_Exercise directions_
In your copy, include no images and return each entry exactly as written.

[[ Information supplied open ]]

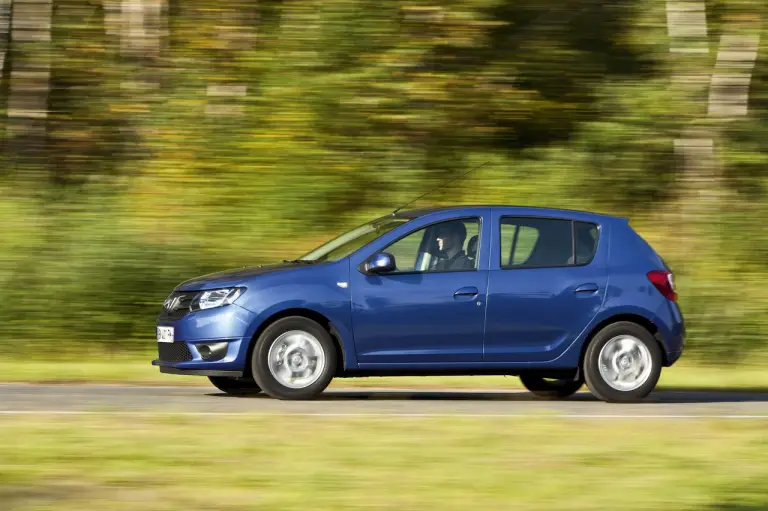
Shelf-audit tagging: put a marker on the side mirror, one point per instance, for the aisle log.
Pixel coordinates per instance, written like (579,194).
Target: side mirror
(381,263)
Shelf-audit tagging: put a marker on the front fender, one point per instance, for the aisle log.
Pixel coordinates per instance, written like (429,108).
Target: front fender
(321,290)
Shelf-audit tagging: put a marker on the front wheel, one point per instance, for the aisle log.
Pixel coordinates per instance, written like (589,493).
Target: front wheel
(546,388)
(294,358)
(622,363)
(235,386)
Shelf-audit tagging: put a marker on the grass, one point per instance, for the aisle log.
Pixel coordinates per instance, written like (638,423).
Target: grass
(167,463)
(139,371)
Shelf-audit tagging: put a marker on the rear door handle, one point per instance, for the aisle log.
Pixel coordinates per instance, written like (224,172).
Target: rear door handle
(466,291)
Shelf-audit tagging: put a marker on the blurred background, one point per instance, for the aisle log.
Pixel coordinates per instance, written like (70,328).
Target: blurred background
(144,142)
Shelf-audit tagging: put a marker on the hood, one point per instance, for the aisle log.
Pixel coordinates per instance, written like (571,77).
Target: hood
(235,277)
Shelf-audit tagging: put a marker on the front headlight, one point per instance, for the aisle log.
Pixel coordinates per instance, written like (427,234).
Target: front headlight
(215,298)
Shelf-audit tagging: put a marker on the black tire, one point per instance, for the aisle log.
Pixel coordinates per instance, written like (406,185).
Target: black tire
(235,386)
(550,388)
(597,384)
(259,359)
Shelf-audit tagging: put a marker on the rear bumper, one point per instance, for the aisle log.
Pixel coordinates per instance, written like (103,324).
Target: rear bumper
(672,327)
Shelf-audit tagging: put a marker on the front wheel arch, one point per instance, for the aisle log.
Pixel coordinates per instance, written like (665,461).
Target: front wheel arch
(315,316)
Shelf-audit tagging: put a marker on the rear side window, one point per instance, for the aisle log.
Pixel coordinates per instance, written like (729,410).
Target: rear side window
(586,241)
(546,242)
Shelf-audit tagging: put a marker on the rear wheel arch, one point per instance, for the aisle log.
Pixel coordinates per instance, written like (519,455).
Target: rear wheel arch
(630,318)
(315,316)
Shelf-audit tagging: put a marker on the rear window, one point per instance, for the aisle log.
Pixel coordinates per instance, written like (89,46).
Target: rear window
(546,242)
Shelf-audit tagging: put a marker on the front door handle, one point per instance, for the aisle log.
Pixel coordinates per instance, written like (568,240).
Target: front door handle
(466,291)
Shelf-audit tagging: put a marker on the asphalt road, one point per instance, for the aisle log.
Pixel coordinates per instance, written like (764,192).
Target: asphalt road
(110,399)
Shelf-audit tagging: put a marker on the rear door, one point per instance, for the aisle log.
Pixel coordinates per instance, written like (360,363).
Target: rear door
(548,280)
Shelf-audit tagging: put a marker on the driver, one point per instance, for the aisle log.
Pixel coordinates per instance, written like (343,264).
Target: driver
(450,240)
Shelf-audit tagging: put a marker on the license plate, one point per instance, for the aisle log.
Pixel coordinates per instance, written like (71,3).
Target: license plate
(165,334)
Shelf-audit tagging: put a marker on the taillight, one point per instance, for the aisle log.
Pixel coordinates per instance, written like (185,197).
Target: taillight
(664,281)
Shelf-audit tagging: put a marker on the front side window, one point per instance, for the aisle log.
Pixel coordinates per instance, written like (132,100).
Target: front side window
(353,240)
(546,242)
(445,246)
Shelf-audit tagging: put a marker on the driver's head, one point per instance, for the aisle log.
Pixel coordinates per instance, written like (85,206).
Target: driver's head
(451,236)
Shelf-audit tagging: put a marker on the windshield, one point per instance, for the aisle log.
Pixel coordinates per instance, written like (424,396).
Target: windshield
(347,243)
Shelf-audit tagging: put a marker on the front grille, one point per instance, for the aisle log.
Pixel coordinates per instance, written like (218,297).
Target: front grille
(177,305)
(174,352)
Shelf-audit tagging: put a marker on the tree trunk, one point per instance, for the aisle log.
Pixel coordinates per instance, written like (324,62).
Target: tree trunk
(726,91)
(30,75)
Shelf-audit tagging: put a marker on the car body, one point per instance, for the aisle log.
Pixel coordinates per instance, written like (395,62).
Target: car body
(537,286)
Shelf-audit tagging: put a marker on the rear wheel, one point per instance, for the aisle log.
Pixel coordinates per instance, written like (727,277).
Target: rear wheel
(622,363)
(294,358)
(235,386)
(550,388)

[[ Information supplied closed ]]

_Solution for this task_
Shelf-audit tagging: put a marker on the side mirror, one point per instance, for the aisle log.
Pixel coordinates per instance, written like (579,194).
Target: side mirror
(381,263)
Shelf-audit tagging: put a marker on the front fender, one point per instance, for the aisle log.
Pixel coordinates per instance, written like (429,108).
Target: front fender
(321,290)
Shelf-audit tagging: put a marker on the front wheel, one point per instance, for the aisle log.
Pixel coordinates per instance, written like (589,493).
Target: front wheel
(546,388)
(294,358)
(622,363)
(235,386)
Shelf-audit tagging: put a marker on the grass, one point per instance, for the aisle log.
Pixel coordinates per instance, written like (638,423).
Target: grass
(167,463)
(139,371)
Shelf-audit tagging: put a marker on the rear door handle, one point per instance, for the aisle log.
Pixel coordinates per instance, written like (224,172).
Target: rear door handle
(466,291)
Shelf-audit tagging: put a marker on the blurred background, one point per instance, for the aisle log.
Pixel coordinates per instance, written like (70,328).
Target: blurred background
(144,142)
Shelf-audit tagging: put a marker on the hood, one point per instance, for the aisle log.
Pixel coordinates per instance, written like (571,77).
Target: hood
(235,277)
Shelf-audit tagging: put a marker on the front headlight, one point per instance, for the aisle log.
Pixel coordinates per instance, written like (427,234).
Target: front headlight
(215,298)
Shelf-audit tagging: put a marker on the black tire, one point per instance, for the aisle log.
Pixel coordinates per instance, written like (406,185).
Target: black tire
(235,386)
(550,388)
(597,384)
(259,359)
Shelf-audit tagging: put a marker on the rear bumper, one point per instance, for the aisle log.
Pixel coordinates per instance, written like (103,324).
Target: rear bumper
(672,327)
Shelf-audit tagging: put a marker on the front wheel arch, one point per instance, for the aisle log.
Pixel coordinates per instance, written like (665,461).
Target: front wheel arch
(315,316)
Shelf-audit tagging: put a marker on the rear side window, one point per instance, for the aisle log.
Pixel coordinates per instance, written like (729,410).
Target: rear side window
(586,241)
(546,242)
Shelf-audit tagging: put a marker on the rear wheel arch, one point per instance, for the aisle log.
Pixel coordinates per instance, written like (519,455).
Target: rear wheel arch
(630,318)
(315,316)
Shelf-audit tagging: put a marker on the rear window, one point per instance, for the aisle log.
Pixel coordinates per instance, written like (89,46).
Target: rear window
(546,242)
Shelf-audit tagging: put a marker on the front door handle, one point per instance, for the aisle log.
Pixel coordinates per instance, written like (568,240).
Target: front door handle
(466,291)
Shelf-audit tagging: put a marker on the asphalt road, one point per instance, for the aisle log.
Pixel coordinates per instance, written like (764,192).
Target: asphalt road
(110,399)
Shelf-audit tagging: put a marker on the rear door, one point per instance, for the aisle log.
Pixel coordinates per instance, written like (360,363).
Target: rear door
(548,280)
Shelf-audit tagging: put a marker on the driver, one point per instance, for the aisle log.
Pixel coordinates per instance, written like (343,264).
Target: driver
(450,240)
Shelf-audit tagging: put a marker on the license plate, one point per instance, for the aisle log.
Pixel coordinates per instance, written like (71,3).
Target: license plate
(165,334)
Shelf-audit tagging: put a marker on the taillight, one point per instance, for the aisle log.
Pixel coordinates per instance, written like (185,197).
Target: taillight
(664,281)
Shelf-audit tagging: put a marker on the front side window, one point per instance, for the aisle log.
Pixel coordinates per instance, written like (132,100).
Target: front side window
(353,240)
(546,242)
(445,246)
Shelf-audit tagging: put a marker on the driver's head, one point per instance, for the aisle log.
Pixel coordinates per instance, written like (85,206).
Target: driver's head
(451,236)
Shelf-audit tagging: put a marker on the windshield, one point per instance, for the aisle log.
Pixel coordinates per instance, written like (424,396).
Target: windshield
(347,243)
Shelf-audit tagging: put a marker on the front grille, one point per instance, for the aisle log.
Pixel coordinates per instance, written like (218,297).
Target: front grille
(177,305)
(174,352)
Shelf-audit tagging: put a marker on the tree trunk, one point per instance, for the aisle log.
Pixel coordinates per instance, written like (324,62).
Target: tree trunk
(726,91)
(30,75)
Shelf-audit tagging: put a marker on the car body, one point per instance, for the aisle log.
Pixel coordinates per instance, written like (395,62).
Target: car body
(537,286)
Shelf-audit tagging: put a marker on the rear wheel, one point per instance, for the aisle log.
Pixel coordinates per instance, written like (727,277).
Target: rear wheel
(622,363)
(294,358)
(235,386)
(550,388)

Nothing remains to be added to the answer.